§ Brano citato:
<<<<

I monsoni stanno finendo e comunque si sono calmati, i festeggiamenti per la conclusione del mese sacro islamico del ramadam terminati e gli attacchi ai mercantili nel golfo di Aden sono ricominciati. La petroliera battente bandiera cipriota ma con equipaggio russo se l’è cavata per miracolo, perché il suo comandante, nonostante le scariche di mitra dei pirati, ha manovrato a zig zag creando alte onde impedendo l’arrembaggio. Salvato invece dalla fregata australiana Toowoomba il mercantile BBC Portugal che aveva lanciato l’SOS mentre stava per essere attaccato. In suo soccorso è intervenuto un aereo giapponese e un elicottero tedesco. Gli assalitori hanno gettato fuori bordo le armi e le scalette di cui erano dotati e negato qualunque coinvolgimento nel tentato sequestro.

>>>>

§ Richiesta scritta: Nel brano sugli attacchi nel golfo di Aden, riscrivi tutto ciò che va da "I monsoni stanno finendo" giù fino a "nel tentato sequestro.", sostituendo "tedesco" con "olandese".

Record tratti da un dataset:
<<<<

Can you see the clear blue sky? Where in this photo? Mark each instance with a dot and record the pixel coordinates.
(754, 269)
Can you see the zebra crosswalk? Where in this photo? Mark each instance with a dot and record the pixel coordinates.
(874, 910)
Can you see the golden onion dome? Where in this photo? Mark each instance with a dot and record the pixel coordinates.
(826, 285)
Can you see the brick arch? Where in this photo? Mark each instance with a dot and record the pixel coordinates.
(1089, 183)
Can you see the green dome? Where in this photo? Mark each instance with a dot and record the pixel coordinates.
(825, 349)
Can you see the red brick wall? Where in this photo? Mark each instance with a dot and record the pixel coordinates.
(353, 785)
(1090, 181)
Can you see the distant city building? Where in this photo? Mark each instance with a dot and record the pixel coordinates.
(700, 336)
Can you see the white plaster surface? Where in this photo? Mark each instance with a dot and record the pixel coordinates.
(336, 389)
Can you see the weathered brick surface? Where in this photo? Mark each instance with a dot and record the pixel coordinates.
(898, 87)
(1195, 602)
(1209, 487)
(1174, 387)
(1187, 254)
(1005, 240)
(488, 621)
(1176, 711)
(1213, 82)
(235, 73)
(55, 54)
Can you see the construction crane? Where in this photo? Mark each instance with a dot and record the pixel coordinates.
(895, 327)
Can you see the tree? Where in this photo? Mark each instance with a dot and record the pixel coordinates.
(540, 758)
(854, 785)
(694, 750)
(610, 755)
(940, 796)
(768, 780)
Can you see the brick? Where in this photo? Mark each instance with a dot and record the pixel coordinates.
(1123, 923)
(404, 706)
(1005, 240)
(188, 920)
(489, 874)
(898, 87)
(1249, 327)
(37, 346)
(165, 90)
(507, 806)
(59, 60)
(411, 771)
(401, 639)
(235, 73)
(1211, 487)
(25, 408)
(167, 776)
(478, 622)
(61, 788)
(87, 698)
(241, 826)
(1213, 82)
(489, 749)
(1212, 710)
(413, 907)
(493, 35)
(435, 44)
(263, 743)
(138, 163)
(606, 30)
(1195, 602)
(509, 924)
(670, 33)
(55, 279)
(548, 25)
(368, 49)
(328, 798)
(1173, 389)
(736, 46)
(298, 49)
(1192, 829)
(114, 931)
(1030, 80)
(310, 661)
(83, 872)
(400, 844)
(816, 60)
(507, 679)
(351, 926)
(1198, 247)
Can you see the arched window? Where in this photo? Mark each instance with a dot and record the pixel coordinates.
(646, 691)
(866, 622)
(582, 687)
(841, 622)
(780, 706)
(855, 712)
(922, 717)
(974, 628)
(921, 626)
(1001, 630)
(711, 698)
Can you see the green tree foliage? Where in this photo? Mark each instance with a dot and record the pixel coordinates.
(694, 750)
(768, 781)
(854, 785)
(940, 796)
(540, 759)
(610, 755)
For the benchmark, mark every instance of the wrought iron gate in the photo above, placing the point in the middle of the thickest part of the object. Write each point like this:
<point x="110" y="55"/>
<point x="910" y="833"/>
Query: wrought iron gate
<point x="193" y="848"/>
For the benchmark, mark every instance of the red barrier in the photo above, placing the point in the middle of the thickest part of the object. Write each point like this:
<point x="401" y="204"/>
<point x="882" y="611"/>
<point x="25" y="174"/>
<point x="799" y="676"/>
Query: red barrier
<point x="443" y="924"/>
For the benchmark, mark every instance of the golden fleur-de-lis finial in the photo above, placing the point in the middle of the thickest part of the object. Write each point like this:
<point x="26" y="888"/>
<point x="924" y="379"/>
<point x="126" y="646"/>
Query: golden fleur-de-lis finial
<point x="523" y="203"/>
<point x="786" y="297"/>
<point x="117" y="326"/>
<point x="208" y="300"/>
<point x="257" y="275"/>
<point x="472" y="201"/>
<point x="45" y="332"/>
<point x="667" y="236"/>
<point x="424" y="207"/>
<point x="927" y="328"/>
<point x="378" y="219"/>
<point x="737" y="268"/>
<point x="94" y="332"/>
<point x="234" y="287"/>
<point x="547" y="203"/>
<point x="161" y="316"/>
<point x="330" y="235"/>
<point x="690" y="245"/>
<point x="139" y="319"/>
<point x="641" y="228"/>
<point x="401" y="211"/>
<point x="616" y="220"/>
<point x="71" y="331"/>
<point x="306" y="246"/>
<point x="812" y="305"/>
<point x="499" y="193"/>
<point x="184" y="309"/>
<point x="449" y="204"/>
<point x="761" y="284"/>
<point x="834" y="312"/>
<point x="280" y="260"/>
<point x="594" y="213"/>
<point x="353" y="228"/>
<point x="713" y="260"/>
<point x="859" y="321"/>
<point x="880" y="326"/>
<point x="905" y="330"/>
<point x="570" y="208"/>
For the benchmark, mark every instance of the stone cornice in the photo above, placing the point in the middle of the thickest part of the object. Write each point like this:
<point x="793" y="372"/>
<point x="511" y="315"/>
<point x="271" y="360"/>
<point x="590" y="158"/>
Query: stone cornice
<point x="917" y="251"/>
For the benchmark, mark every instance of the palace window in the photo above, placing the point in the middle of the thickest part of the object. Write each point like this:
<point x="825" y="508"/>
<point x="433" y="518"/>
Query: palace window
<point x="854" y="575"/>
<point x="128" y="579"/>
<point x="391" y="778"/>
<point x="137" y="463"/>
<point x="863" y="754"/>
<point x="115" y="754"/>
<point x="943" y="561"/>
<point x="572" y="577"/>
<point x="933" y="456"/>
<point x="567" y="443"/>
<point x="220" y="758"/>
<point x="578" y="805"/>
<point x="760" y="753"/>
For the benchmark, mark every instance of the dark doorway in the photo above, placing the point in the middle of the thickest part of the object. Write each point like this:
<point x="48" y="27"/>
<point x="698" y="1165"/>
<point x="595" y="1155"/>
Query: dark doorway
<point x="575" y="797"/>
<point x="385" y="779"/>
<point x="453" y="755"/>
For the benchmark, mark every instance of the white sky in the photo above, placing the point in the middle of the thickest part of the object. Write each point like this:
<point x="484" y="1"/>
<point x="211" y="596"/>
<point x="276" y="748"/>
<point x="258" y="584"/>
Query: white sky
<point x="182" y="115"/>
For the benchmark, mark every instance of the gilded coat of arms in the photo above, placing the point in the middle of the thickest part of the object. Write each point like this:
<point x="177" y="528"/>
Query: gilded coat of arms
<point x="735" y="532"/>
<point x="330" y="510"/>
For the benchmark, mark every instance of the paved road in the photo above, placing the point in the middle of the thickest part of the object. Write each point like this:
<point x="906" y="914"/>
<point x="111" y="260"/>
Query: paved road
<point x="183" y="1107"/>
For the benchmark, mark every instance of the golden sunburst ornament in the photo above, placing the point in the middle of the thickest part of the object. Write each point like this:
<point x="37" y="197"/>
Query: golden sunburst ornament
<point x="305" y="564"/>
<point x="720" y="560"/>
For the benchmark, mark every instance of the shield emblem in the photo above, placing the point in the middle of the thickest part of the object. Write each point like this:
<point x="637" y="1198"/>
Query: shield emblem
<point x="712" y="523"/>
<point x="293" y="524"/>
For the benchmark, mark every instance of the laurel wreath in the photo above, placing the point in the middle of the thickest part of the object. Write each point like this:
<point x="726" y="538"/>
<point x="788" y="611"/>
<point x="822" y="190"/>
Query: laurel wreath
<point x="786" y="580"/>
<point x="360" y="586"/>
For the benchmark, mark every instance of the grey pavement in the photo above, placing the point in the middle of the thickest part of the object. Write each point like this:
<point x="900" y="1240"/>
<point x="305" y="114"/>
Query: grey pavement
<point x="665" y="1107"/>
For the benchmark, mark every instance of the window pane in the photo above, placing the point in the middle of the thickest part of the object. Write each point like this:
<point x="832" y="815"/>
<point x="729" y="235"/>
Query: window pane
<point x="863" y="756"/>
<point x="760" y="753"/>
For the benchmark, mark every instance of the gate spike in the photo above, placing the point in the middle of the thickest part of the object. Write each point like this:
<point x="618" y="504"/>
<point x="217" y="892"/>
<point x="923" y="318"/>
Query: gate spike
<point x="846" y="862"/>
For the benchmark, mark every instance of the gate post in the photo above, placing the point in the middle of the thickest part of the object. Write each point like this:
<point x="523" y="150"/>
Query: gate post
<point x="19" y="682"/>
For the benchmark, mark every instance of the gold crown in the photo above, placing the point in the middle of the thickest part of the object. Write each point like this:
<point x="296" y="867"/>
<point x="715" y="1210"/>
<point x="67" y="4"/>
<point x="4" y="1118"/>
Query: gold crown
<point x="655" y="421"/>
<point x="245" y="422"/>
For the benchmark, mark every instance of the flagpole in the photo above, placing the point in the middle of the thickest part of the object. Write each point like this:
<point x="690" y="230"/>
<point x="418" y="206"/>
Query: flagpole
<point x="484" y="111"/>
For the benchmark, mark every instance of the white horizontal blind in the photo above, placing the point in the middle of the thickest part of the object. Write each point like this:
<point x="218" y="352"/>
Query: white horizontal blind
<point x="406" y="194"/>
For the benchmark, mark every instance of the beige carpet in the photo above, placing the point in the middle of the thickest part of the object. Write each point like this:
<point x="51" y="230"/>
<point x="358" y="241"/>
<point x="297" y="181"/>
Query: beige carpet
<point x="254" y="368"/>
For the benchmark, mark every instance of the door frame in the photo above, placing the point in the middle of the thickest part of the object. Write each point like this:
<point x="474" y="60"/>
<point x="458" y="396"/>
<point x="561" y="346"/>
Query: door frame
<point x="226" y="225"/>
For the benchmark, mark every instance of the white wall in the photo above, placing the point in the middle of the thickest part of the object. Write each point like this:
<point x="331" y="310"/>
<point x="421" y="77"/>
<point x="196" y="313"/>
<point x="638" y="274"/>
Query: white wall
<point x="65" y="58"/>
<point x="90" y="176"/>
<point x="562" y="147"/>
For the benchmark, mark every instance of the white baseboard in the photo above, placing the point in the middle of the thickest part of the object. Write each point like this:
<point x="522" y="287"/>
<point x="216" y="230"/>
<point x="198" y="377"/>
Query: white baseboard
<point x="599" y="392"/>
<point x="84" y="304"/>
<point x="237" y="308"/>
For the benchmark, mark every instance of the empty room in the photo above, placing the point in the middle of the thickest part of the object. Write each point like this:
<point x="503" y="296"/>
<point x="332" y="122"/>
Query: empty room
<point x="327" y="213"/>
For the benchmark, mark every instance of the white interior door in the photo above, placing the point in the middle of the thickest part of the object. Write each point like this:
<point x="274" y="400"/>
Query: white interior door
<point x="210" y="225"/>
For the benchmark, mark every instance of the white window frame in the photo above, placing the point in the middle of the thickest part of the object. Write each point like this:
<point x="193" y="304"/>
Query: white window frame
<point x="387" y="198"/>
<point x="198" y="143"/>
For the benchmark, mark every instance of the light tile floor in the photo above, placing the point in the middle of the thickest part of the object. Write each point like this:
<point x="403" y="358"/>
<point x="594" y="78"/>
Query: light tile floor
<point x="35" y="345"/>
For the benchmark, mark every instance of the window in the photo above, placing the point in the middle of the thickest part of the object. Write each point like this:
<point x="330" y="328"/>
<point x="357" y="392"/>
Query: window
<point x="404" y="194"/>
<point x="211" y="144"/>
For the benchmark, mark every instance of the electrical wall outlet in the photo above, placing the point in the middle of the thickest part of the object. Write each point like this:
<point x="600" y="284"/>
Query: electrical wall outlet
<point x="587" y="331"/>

>>>>

§ Soluzione:
I monsoni stanno finendo e comunque si sono calmati, i festeggiamenti per la conclusione del mese sacro islamico del ramadam terminati e gli attacchi ai mercantili nel golfo di Aden sono ricominciati. La petroliera battente bandiera cipriota ma con equipaggio russo se l’è cavata per miracolo, perché il suo comandante, nonostante le scariche di mitra dei pirati, ha manovrato a zig zag creando alte onde impedendo l’arrembaggio. Salvato invece dalla fregata australiana Toowoomba il mercantile BBC Portugal che aveva lanciato l’SOS mentre stava per essere attaccato. In suo soccorso è intervenuto un aereo giapponese e un elicottero olandese. Gli assalitori hanno gettato fuori bordo le armi e le scalette di cui erano dotati e negato qualunque coinvolgimento nel tentato sequestro.